TEXT PASSAGE
TARGET: Valve Game in Marketplace Distributed Cryptocurrency Miner

Valve pulled the game “Abstractism” from the Steam store after several sources on the internet stated the game was suspected to contain a cryptocurrency-mining bot. Youtube user SidAlpha and other bloggers on the internet flagged the game for very suspicious behavior such as the gaming package being flagged by antivirus software, the authors stating that the game should be left running in yhe background for extended periods of time, and the game taking up an extraordinary amount of GPU and CPU system resources at run time.

Steam is a digital distribution platform owned by the Valve Corporation that allows video game developers to publish to their platform. In this particular instance, it looks like a group of developers were able to compromise the supply chain of the platform and release a bogus game that performs cryptomining.

TO DO
Return the stretch of the Steam cryptomining article from "Valve pulled the" through "that performs cryptomining.", word for word. The records that come next are separate material, unrelated to the text about the Steam game.

AVAILABLE DATA
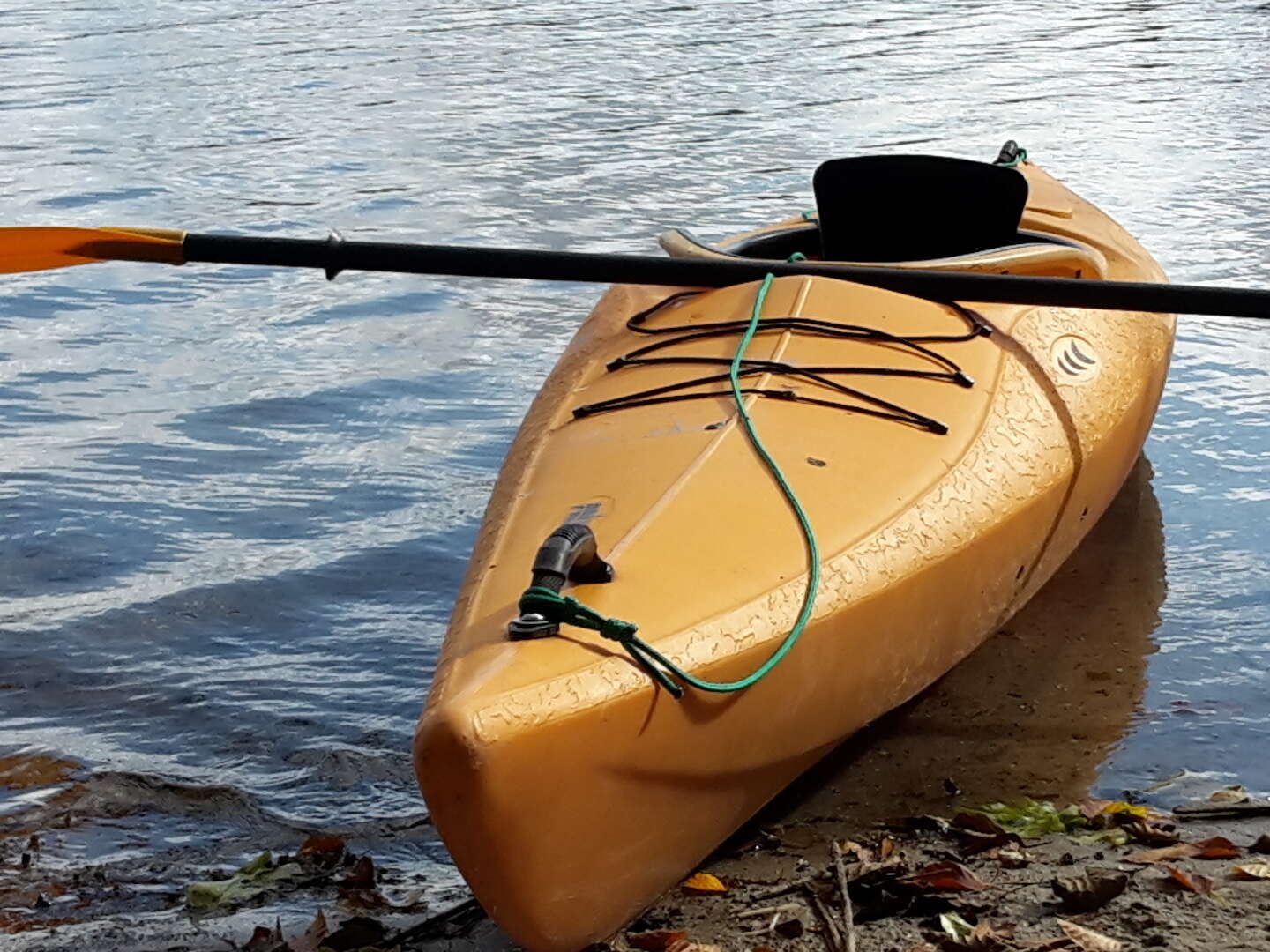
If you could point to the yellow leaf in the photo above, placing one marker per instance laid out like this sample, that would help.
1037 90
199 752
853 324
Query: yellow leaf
704 883
1252 871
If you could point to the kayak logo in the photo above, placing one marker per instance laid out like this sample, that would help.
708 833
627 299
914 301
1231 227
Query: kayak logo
1076 360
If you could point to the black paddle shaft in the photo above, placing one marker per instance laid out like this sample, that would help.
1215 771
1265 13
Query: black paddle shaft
458 260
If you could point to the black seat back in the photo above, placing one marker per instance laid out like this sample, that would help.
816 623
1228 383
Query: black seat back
915 207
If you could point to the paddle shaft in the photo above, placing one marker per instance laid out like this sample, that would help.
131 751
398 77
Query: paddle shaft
461 260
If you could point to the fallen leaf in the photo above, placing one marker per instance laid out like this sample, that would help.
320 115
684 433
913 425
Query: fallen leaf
1091 807
655 941
958 928
1088 891
1087 940
946 876
1252 871
689 946
322 851
1113 837
1165 854
1217 848
314 937
253 879
1034 818
704 883
1151 834
355 933
1122 807
1194 882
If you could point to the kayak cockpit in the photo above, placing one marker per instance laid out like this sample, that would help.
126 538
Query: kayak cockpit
914 211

ANSWER BOX
Valve pulled the game “Abstractism” from the Steam store after several sources on the internet stated the game was suspected to contain a cryptocurrency-mining bot. Youtube user SidAlpha and other bloggers on the internet flagged the game for very suspicious behavior such as the gaming package being flagged by antivirus software, the authors stating that the game should be left running in yhe background for extended periods of time, and the game taking up an extraordinary amount of GPU and CPU system resources at run time.

Steam is a digital distribution platform owned by the Valve Corporation that allows video game developers to publish to their platform. In this particular instance, it looks like a group of developers were able to compromise the supply chain of the platform and release a bogus game that performs cryptomining.